#### EXERCISE DESCRIPTION
Tally the lines of these entries that include "bush"; respond with only that tally.

#### INPUT RECORDS
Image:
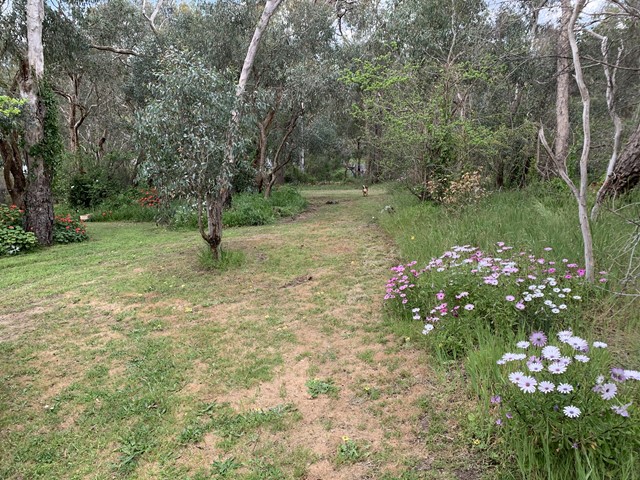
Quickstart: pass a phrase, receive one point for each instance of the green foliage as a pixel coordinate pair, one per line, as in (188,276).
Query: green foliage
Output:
(248,209)
(51,147)
(534,437)
(10,215)
(88,190)
(349,451)
(13,238)
(228,260)
(184,128)
(286,201)
(132,205)
(68,230)
(11,109)
(416,124)
(86,182)
(251,209)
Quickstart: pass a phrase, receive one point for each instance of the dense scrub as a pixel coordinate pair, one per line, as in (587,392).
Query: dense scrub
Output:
(497,287)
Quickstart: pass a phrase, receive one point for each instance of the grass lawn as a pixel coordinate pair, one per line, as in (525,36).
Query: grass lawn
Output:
(121,358)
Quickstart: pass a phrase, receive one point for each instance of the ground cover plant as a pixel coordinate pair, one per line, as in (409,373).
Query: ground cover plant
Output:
(151,367)
(555,406)
(14,239)
(466,294)
(565,411)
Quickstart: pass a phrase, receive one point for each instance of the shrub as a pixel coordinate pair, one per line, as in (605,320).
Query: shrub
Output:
(13,238)
(560,416)
(466,293)
(68,230)
(134,205)
(287,201)
(10,215)
(248,210)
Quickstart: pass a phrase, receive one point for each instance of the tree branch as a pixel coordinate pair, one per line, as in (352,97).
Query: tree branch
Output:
(119,51)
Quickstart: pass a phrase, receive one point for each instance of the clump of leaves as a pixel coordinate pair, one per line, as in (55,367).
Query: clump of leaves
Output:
(318,387)
(349,451)
(224,467)
(228,259)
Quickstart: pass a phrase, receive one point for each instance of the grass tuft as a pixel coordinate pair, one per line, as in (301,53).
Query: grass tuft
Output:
(228,260)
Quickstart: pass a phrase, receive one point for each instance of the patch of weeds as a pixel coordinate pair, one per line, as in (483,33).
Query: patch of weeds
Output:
(222,468)
(232,426)
(350,451)
(371,393)
(403,382)
(228,259)
(367,356)
(192,433)
(131,450)
(302,356)
(330,354)
(263,470)
(317,387)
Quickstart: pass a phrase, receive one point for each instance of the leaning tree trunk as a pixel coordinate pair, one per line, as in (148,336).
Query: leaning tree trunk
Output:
(38,198)
(563,75)
(626,174)
(14,177)
(223,180)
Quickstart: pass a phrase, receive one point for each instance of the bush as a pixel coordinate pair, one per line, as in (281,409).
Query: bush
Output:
(248,210)
(134,205)
(559,416)
(466,293)
(13,238)
(287,201)
(68,230)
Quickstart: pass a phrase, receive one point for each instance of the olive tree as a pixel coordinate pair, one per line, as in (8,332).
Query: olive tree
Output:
(183,131)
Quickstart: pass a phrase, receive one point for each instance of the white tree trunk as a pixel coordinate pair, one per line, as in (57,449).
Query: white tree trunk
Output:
(35,17)
(38,196)
(610,76)
(223,180)
(586,145)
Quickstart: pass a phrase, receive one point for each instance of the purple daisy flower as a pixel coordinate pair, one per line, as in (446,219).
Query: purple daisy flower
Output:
(551,352)
(535,366)
(565,388)
(621,409)
(557,368)
(539,339)
(571,411)
(618,375)
(546,387)
(527,384)
(608,391)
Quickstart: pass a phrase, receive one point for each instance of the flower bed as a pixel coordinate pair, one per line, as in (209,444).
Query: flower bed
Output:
(466,293)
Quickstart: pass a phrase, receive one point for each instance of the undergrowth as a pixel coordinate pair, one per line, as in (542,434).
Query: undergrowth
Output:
(480,278)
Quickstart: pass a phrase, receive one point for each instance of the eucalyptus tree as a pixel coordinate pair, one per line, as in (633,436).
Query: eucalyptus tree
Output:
(193,127)
(293,79)
(40,146)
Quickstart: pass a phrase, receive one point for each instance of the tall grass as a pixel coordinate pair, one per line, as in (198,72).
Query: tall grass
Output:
(533,218)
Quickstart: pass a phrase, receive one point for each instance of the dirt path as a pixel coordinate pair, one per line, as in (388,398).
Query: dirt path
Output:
(334,310)
(153,369)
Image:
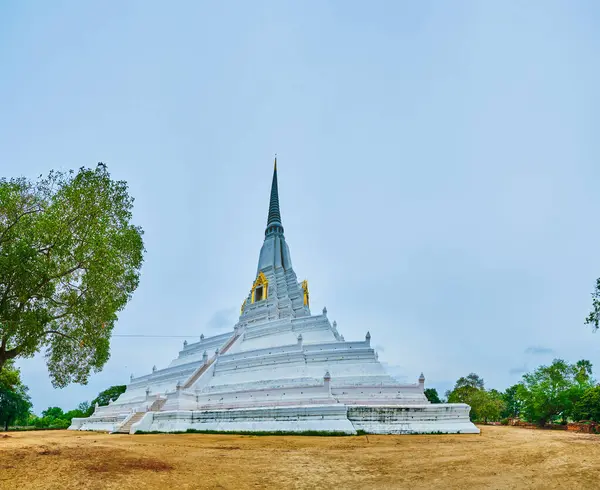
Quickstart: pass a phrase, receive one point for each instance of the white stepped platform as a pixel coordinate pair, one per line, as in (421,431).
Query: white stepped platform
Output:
(280,369)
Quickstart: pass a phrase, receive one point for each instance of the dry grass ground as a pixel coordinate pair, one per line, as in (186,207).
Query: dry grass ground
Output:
(502,457)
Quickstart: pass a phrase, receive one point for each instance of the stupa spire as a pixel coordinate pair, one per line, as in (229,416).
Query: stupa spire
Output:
(274,218)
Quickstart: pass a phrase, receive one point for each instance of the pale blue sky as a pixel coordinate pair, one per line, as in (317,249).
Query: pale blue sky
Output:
(439,166)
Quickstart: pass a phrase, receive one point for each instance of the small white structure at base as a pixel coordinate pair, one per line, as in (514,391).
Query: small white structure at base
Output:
(281,369)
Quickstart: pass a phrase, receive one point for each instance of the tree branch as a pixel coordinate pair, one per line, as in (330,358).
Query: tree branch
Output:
(56,332)
(16,221)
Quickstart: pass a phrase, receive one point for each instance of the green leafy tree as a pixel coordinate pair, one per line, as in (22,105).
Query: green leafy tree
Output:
(70,262)
(486,406)
(111,393)
(551,392)
(432,395)
(472,381)
(588,406)
(512,402)
(490,405)
(593,318)
(14,400)
(54,412)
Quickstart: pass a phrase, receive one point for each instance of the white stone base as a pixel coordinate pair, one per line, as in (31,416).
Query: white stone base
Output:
(416,419)
(322,418)
(348,419)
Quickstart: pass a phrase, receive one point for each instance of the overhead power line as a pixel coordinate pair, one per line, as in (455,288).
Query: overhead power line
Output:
(157,336)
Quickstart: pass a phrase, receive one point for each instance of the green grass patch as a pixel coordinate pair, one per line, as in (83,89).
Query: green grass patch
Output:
(257,433)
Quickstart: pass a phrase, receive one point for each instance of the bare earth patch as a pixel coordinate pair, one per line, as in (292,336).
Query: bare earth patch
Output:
(502,457)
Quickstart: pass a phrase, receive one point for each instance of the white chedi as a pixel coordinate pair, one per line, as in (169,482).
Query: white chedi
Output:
(281,368)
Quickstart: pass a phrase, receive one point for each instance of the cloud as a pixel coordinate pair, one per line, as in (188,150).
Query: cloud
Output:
(222,319)
(518,370)
(539,351)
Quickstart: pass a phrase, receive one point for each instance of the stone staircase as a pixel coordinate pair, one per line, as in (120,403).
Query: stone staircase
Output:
(202,369)
(157,405)
(126,427)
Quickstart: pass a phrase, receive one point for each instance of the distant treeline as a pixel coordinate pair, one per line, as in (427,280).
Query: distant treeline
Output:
(558,393)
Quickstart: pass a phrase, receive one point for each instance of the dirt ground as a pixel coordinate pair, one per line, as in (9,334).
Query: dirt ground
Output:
(501,457)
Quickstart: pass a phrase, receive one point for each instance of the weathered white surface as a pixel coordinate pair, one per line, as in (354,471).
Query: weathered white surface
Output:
(280,369)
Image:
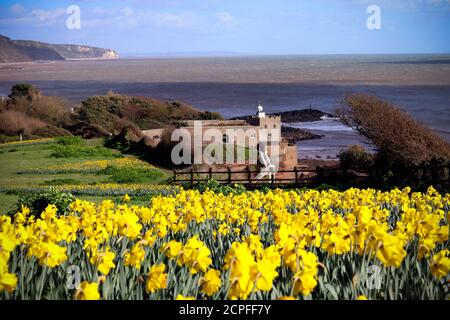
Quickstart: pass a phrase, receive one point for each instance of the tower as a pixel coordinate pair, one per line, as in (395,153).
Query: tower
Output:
(261,113)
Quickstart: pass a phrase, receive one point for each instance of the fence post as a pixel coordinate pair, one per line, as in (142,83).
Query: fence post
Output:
(296,175)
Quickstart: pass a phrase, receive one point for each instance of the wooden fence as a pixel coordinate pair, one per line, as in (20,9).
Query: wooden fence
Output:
(248,177)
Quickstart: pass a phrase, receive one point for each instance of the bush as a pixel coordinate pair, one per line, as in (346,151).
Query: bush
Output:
(355,157)
(15,123)
(38,202)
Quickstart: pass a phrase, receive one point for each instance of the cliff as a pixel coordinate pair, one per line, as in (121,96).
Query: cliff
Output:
(25,51)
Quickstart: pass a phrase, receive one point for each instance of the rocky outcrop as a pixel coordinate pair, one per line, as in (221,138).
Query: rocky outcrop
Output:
(26,51)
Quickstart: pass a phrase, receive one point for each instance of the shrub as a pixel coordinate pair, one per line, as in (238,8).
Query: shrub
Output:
(355,157)
(15,123)
(38,202)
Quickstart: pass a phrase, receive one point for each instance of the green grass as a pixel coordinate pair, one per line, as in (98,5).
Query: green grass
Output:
(19,158)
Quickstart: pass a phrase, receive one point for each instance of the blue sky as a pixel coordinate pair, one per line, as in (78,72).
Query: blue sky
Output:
(238,26)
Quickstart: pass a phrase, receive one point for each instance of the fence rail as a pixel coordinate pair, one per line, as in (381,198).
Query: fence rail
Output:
(430,174)
(247,176)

#### SOLUTION FOR THIS TASK
4